▶ Problem to solve
The listing below holds a line with "of the tweed" and a line with "of the metal". Reproduce those two lines exactly, plus everything between them.

▶ Material provided
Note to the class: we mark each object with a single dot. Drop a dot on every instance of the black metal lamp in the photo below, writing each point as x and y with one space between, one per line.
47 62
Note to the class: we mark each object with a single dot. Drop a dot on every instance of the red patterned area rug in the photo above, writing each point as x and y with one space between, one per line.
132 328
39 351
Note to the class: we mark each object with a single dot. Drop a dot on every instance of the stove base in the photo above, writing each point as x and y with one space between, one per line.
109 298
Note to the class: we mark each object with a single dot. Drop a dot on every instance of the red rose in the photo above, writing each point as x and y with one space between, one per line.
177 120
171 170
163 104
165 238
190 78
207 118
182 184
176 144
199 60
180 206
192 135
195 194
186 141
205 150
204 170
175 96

==

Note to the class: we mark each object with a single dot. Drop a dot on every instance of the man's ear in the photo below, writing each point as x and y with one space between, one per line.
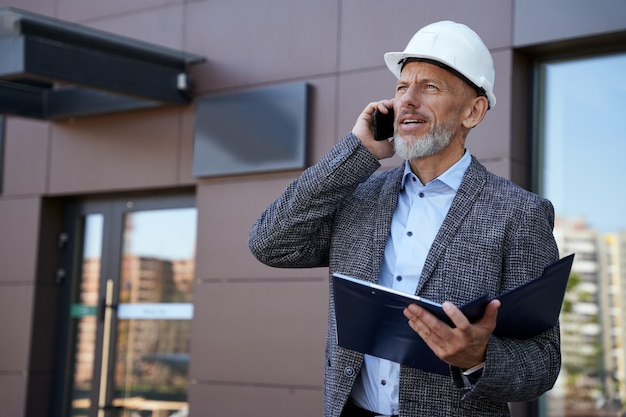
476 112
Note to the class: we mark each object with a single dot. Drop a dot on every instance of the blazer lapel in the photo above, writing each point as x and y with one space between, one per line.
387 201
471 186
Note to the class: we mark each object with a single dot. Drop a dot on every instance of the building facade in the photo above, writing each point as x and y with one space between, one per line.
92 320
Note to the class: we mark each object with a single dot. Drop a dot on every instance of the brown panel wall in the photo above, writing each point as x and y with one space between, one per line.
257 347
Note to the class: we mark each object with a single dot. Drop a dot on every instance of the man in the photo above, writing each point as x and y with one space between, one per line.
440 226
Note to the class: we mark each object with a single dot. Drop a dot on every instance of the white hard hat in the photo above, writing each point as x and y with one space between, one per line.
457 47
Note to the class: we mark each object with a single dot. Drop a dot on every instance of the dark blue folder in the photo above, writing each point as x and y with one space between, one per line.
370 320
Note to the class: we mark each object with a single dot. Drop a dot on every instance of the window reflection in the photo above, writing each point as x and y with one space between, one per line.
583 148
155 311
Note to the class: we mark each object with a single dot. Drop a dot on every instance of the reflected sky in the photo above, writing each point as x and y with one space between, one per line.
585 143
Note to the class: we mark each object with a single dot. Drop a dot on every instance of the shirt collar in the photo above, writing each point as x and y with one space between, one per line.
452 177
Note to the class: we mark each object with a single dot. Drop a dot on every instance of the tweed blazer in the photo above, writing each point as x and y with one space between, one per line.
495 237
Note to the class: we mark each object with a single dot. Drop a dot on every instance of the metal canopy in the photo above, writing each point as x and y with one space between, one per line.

▶ Solution
Note to the class: we mark each object with a single dot. Drop a dot on every instance of the tweed blazer in the photo above, writing each point as x and y with one space between, one per line.
495 237
Note to the class: we mark each object with a single dot. Drop a dot on every instance of the metal canopy in the photo above, writing each point as x and y with one space between, one per line.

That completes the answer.